**Work to do**
Arrange the stretch of the listing from the line containing "of the blue" through the line containing "[0,232,750,500]" as a two-column CSV with the headers listing_text and listing_answer. Give one row for each text paired with its answer, and put every value in its own quoted field with any line breaks replaced by spaces.

**Task inputs**
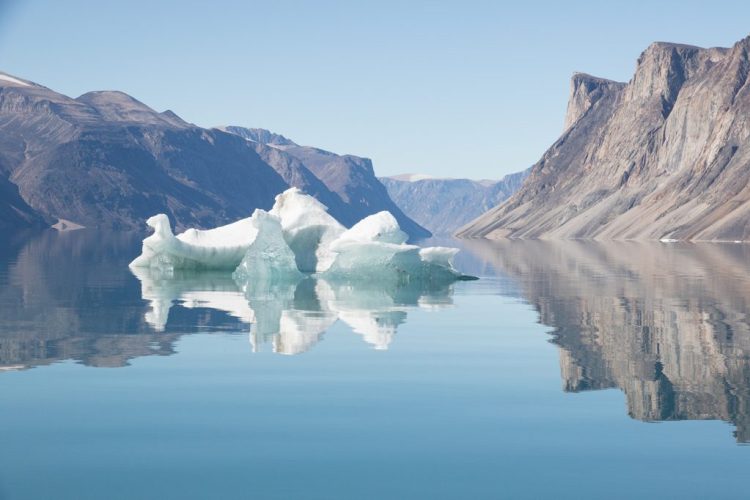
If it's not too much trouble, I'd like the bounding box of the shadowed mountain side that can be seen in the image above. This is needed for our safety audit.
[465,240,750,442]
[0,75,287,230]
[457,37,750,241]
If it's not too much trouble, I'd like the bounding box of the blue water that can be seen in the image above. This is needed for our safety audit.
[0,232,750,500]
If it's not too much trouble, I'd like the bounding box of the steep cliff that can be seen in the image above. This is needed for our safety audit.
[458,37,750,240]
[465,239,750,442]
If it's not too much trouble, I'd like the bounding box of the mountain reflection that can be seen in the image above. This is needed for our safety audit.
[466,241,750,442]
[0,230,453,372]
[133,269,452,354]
---
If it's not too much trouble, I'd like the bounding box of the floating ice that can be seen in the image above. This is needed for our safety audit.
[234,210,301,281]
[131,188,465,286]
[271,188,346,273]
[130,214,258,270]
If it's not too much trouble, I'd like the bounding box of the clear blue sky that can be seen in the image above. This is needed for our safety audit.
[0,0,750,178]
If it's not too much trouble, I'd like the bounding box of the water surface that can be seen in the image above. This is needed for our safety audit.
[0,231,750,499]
...
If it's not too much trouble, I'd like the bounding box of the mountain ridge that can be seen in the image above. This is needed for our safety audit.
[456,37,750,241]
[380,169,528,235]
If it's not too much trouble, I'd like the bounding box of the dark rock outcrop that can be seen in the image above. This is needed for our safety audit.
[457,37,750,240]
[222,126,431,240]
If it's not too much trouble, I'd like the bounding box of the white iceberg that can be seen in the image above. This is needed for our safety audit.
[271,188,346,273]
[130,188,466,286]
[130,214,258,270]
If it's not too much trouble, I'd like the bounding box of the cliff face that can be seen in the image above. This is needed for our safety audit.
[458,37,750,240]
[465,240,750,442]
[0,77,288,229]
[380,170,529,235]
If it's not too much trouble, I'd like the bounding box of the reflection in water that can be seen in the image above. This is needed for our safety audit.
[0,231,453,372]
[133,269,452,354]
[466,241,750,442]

**Result**
listing_text,listing_answer
"If it's not too much trouble, I'd like the bounding box of the blue water that can be seen in the image above. This is needed for our safety audit.","[0,232,750,500]"